TEXT SHOWN:

===

TONIGHT’S Brit awards will be ‘clinically unwatchable’, according to the Royal College of Physicians.

The group has warned that anyone attempting to watch the two-and-a-half hour Saturday night ITV extravaganza, which should be warning enough in itself, is expected to suffer cranial trauma, gastro-intestinal collapse or blindness. 

Dr Eleanor Shaw said: “It’s physically impossible to watch something with this degree of Roman Kemp. Your brain will shut down as a protection measure if you even try.

“But add that to the performers, which include something known as a ‘Tate McRae’, tables full of record company executives who rip their artists off then demand they dance for them, and of course the Brit School kids down the f**king front. 

“It adds up to a spectacle so repellent, just attempting to watch it will make your face attempt to turn itself inside out so your eyes are looking at their own brain.

===

Collected data:

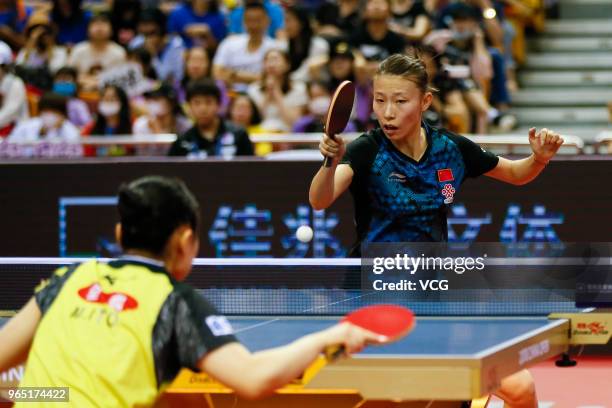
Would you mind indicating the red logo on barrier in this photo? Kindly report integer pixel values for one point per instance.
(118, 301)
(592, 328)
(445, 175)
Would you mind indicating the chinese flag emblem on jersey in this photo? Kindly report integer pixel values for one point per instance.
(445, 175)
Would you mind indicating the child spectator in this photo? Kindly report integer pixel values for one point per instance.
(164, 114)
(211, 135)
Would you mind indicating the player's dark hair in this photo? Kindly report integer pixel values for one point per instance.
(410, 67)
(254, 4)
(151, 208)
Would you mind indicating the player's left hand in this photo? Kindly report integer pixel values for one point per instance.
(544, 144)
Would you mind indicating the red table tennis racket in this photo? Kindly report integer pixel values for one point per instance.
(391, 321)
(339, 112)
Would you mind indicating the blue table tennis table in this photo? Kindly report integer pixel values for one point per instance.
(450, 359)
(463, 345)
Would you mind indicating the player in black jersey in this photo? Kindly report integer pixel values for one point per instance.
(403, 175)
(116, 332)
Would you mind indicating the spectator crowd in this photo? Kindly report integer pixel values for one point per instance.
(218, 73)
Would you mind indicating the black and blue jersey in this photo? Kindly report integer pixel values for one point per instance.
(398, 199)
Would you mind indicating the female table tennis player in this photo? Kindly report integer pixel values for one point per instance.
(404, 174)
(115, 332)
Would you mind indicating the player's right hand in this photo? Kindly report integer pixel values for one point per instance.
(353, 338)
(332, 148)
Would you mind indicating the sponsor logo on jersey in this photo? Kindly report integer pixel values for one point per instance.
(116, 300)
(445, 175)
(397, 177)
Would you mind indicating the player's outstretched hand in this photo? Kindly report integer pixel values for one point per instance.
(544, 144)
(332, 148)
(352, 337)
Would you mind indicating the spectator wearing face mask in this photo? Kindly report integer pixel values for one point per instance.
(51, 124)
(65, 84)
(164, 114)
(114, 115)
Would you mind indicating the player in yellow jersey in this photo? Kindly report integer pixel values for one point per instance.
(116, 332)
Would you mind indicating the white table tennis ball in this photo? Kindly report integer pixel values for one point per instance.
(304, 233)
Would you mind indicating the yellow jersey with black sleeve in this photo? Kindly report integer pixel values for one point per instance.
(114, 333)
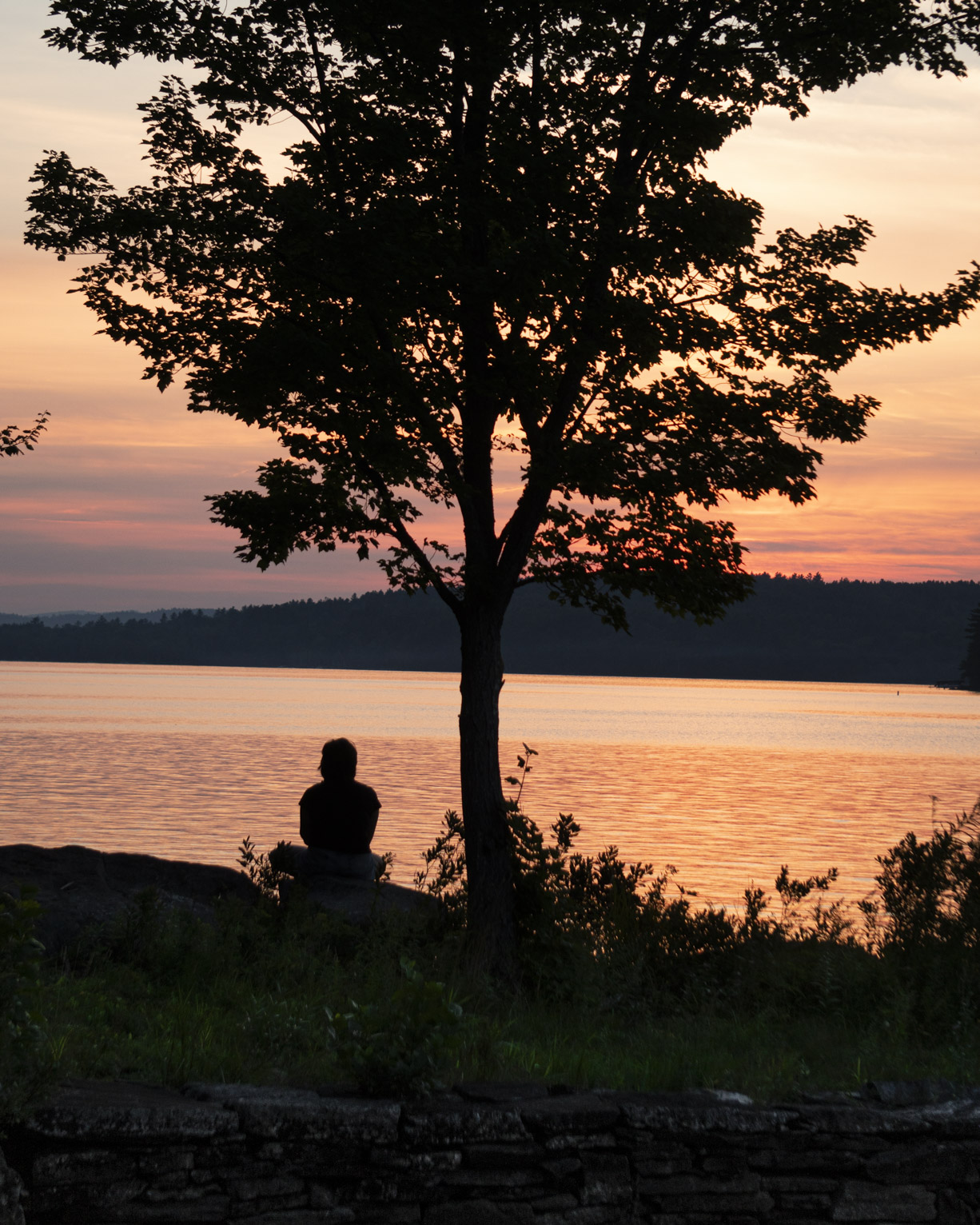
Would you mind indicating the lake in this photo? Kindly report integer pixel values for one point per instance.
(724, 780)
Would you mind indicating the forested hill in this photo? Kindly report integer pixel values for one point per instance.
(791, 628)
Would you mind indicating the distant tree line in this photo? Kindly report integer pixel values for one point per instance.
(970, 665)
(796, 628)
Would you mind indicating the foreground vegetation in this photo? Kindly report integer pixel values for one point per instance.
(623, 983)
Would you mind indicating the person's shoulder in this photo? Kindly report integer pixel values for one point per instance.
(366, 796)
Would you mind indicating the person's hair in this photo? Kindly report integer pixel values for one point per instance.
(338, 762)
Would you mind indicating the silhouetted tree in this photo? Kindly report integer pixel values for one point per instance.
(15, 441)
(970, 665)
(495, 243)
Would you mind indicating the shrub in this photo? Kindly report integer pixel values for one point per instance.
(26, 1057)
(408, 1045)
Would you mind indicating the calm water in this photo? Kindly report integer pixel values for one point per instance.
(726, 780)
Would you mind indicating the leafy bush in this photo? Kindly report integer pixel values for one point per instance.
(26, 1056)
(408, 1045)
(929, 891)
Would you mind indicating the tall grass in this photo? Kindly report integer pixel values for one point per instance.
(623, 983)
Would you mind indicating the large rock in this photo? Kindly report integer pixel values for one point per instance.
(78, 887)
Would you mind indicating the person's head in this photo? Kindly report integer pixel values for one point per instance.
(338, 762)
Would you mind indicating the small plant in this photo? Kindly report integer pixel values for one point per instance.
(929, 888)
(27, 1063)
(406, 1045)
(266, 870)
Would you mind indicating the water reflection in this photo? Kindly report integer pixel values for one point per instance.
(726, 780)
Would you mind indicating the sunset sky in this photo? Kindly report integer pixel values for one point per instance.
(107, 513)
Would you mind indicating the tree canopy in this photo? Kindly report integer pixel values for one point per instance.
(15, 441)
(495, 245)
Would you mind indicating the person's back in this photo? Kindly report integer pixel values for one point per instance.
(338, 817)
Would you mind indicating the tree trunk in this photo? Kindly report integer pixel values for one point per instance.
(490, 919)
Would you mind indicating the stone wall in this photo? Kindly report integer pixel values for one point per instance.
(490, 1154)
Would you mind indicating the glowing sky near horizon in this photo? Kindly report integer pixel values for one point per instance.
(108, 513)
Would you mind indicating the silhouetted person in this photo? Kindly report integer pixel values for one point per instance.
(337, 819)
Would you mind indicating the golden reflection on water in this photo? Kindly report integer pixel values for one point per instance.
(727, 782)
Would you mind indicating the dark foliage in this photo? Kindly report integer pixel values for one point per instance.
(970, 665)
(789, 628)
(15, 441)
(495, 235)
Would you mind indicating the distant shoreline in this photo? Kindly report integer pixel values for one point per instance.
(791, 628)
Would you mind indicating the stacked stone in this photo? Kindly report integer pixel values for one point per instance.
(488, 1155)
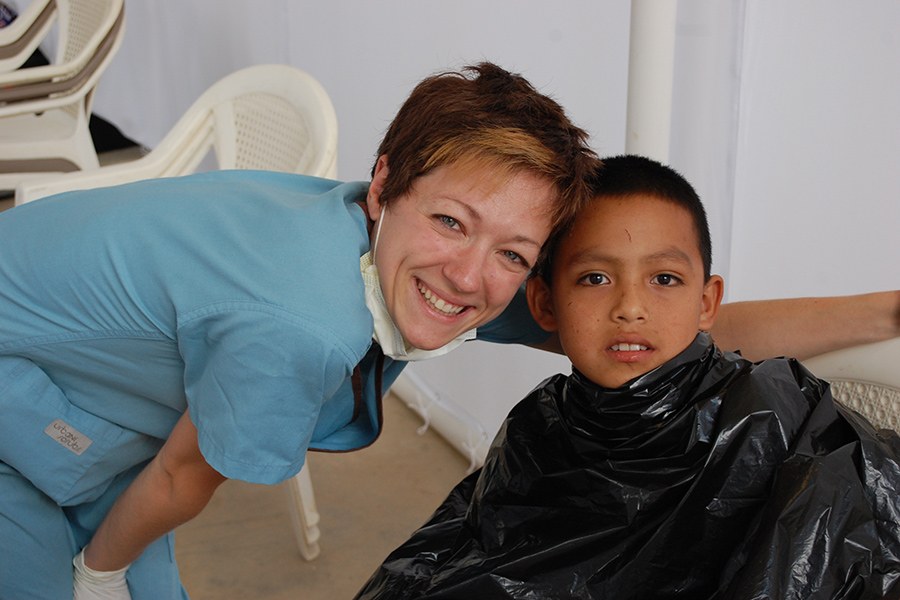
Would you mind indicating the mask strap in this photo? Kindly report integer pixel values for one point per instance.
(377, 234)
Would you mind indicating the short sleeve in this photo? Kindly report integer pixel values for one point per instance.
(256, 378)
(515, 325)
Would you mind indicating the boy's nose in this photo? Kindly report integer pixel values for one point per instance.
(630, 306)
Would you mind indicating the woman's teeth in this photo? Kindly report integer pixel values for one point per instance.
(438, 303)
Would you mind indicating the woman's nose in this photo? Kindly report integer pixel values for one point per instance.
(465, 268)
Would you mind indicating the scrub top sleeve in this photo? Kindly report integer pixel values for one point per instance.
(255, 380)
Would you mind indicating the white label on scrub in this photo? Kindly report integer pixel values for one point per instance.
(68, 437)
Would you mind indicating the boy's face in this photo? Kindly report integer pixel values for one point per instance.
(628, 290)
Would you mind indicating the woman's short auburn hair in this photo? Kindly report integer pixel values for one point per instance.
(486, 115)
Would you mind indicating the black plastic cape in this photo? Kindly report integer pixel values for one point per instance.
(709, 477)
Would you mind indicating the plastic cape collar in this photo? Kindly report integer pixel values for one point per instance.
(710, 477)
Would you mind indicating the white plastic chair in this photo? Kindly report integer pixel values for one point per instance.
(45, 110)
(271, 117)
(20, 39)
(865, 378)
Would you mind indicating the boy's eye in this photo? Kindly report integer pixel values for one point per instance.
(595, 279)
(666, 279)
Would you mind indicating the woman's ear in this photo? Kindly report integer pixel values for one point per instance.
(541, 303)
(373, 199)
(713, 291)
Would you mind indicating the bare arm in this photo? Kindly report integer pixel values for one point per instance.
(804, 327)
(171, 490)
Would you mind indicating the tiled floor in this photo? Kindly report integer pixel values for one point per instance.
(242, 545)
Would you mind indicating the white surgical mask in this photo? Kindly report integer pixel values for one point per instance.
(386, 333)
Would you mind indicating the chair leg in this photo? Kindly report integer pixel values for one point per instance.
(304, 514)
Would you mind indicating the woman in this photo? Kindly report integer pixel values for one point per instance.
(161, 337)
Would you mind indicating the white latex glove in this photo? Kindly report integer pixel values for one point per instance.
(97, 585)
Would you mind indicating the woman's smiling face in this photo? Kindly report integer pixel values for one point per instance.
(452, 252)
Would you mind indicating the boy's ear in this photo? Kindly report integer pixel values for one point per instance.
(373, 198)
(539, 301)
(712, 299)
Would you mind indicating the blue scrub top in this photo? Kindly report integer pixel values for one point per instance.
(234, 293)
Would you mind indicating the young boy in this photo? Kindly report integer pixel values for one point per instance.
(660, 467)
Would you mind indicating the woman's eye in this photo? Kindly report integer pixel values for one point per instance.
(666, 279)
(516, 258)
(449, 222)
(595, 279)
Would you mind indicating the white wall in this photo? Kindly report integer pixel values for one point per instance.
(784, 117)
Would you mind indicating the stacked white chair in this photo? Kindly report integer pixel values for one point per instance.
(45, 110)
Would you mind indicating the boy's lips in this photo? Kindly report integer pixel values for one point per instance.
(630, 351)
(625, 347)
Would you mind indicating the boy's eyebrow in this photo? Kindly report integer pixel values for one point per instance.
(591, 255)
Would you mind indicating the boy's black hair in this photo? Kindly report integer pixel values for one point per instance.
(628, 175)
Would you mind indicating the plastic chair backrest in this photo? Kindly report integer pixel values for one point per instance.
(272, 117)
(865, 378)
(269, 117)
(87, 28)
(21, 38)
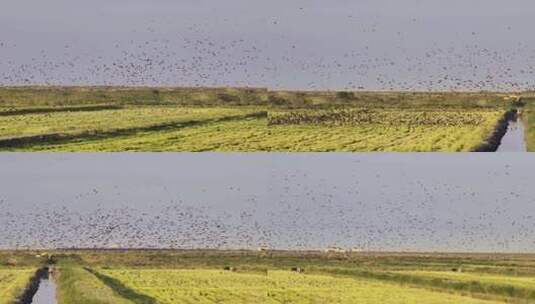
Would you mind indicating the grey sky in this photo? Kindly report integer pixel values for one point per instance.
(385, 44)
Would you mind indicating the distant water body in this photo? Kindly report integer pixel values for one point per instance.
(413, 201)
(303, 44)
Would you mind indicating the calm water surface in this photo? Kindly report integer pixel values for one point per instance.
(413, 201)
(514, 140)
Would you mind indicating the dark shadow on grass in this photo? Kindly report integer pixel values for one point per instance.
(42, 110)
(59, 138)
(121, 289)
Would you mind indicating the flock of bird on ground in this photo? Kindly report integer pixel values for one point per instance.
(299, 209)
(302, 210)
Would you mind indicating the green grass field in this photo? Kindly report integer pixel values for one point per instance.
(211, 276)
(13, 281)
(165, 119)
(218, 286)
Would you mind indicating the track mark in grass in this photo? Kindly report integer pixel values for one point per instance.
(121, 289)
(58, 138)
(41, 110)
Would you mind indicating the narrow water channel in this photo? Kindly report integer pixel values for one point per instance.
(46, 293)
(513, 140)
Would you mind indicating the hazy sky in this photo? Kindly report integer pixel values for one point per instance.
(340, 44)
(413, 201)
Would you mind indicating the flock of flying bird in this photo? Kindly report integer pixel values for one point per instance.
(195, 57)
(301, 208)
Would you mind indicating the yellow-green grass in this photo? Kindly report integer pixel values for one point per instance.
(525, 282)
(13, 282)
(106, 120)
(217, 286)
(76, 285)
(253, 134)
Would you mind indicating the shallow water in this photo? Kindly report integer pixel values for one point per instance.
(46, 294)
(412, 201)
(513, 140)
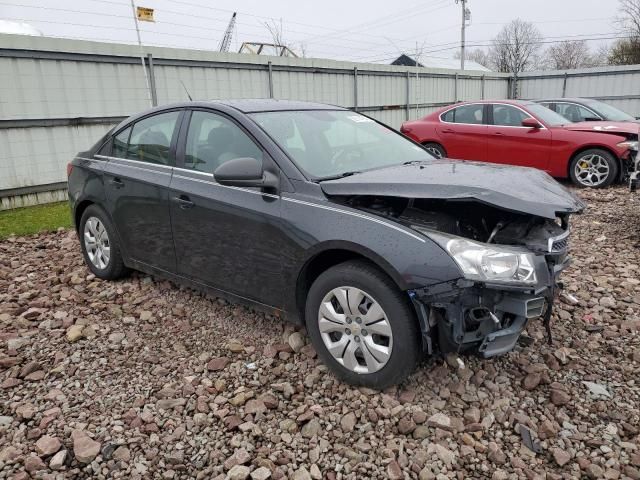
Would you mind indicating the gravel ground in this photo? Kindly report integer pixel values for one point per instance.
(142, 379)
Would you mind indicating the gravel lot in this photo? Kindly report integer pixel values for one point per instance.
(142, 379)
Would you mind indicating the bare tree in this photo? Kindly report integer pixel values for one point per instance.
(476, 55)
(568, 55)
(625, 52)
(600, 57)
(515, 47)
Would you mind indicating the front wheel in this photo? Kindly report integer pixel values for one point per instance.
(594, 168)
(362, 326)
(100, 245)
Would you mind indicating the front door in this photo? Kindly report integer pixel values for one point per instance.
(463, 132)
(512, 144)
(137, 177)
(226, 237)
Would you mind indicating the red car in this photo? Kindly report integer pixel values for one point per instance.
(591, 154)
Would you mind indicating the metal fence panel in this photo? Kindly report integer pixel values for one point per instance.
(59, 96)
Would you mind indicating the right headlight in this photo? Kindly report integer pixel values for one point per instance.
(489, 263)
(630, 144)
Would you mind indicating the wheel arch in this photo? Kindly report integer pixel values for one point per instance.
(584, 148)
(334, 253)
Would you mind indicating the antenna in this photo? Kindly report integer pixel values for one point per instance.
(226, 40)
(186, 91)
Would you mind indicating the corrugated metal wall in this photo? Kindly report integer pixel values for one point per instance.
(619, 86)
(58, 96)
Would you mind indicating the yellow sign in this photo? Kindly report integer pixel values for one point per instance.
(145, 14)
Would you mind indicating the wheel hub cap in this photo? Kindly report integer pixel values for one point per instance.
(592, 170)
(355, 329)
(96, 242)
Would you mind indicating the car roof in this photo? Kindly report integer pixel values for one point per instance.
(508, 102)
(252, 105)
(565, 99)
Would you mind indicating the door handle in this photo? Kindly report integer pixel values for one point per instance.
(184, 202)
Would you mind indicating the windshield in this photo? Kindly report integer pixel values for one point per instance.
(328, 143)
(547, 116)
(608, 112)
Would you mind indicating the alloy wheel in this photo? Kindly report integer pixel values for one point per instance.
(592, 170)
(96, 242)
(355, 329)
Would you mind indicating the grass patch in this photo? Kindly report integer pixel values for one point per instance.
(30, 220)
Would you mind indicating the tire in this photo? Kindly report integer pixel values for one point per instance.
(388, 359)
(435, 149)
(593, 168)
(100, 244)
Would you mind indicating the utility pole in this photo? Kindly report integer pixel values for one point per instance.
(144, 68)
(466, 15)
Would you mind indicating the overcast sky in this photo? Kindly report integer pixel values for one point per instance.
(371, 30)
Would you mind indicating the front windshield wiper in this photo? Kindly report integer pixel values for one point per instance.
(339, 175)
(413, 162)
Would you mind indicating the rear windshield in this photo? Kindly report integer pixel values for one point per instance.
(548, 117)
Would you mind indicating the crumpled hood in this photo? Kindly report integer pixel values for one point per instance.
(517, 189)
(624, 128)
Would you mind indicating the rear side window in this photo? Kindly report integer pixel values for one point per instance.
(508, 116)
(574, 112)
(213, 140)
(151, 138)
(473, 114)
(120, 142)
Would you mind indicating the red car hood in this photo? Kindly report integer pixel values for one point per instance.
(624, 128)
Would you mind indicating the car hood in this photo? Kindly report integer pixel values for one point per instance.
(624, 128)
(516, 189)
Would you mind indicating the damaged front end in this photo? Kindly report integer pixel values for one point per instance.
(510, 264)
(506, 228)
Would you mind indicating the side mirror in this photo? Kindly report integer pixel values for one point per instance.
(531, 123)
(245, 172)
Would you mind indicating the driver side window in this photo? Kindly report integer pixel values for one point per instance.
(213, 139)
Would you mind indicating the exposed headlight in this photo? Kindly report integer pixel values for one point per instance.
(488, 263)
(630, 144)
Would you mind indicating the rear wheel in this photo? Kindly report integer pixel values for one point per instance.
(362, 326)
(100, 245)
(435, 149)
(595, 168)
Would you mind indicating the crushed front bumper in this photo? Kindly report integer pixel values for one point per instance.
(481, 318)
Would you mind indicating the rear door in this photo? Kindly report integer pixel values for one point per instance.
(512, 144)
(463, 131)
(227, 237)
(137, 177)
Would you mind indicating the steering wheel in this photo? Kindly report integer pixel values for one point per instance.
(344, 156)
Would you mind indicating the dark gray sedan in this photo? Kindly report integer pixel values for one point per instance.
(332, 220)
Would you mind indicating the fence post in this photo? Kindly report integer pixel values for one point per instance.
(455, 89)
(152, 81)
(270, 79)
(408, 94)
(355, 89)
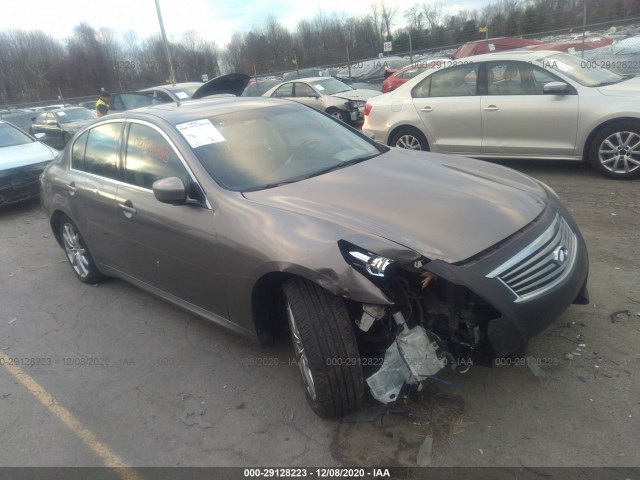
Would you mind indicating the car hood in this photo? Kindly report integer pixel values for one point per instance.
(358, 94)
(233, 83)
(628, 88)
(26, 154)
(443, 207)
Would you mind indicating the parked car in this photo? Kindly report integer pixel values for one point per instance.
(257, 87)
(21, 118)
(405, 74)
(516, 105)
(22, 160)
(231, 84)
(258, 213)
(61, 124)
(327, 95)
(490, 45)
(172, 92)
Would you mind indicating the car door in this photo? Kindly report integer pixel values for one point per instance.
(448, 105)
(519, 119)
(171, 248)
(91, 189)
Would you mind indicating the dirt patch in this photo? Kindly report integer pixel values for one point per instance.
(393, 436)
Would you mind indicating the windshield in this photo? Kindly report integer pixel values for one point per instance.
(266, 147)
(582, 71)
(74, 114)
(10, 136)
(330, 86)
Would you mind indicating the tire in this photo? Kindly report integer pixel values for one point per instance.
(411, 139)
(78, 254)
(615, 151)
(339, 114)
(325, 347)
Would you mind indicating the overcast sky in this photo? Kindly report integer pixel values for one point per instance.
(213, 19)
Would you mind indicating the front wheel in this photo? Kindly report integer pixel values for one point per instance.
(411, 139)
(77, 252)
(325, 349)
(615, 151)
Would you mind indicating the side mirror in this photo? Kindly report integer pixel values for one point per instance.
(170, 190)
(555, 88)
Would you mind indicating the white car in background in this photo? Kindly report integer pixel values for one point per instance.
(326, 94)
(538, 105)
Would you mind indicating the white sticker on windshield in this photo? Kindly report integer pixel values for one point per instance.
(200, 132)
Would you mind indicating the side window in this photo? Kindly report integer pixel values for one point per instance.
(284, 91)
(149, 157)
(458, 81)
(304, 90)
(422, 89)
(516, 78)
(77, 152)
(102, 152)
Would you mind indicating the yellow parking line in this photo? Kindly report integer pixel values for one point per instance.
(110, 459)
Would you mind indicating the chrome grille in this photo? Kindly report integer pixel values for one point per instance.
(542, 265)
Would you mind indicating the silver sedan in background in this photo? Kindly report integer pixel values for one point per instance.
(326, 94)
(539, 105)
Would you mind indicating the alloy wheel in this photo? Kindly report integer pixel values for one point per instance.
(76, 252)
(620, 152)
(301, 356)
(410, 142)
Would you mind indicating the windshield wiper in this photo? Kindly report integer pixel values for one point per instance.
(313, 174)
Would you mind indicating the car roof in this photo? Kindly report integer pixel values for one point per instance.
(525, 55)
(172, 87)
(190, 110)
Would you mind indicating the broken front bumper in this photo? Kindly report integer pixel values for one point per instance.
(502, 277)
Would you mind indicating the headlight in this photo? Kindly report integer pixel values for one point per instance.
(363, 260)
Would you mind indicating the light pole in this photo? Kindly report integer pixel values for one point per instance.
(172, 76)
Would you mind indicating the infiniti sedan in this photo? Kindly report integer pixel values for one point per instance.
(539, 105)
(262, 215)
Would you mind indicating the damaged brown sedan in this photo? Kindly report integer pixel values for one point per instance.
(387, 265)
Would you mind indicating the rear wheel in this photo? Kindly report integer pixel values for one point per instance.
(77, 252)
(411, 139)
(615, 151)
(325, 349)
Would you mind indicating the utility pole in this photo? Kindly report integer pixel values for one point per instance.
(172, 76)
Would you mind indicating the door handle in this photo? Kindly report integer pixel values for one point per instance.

===

YOUR TASKS:
a – Answer these questions about the Brit awards article, one per line:
(i) Which organization gave the warning?
(ii) On which channel is the show broadcast?
(iii) How long does the show last?
b – Carry the Brit awards article on from its last sentence.
The items above play no part in this work.

ANSWERS FOR EACH ITEM:
a –
(i) The Royal College of Physicians
(ii) ITV
(iii) Two and a half hours

b –
“Dua Lipa and Kylie may attempt to duet, in which case we expect your ears will collapse in on themselves as if being crumpled in the palm of an invisible hand. And you’ll be relieved.” 

Shaw added: “Even having your television on is a risk, because other channels have athletics and the Bahrain Grand Prix, so you may well switch over. We advise you saw your television in half at least six hours before the broadcast starts, encase it in concrete and then throw it in a canal.”